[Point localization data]
_ _ _ _ _ _ _

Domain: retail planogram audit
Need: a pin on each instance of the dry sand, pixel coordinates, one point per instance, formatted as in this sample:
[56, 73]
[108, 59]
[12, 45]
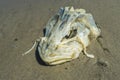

_ _ _ _ _ _ _

- WORK TASK
Set down the entries above exactly; no pictures belong in the copy.

- ANSWER TO THE PROBLEM
Domain: retail planogram audit
Need: a pin on each instance of the dry sand, pixel coordinates, one point per instance, formatted as in this sample:
[56, 73]
[108, 59]
[12, 45]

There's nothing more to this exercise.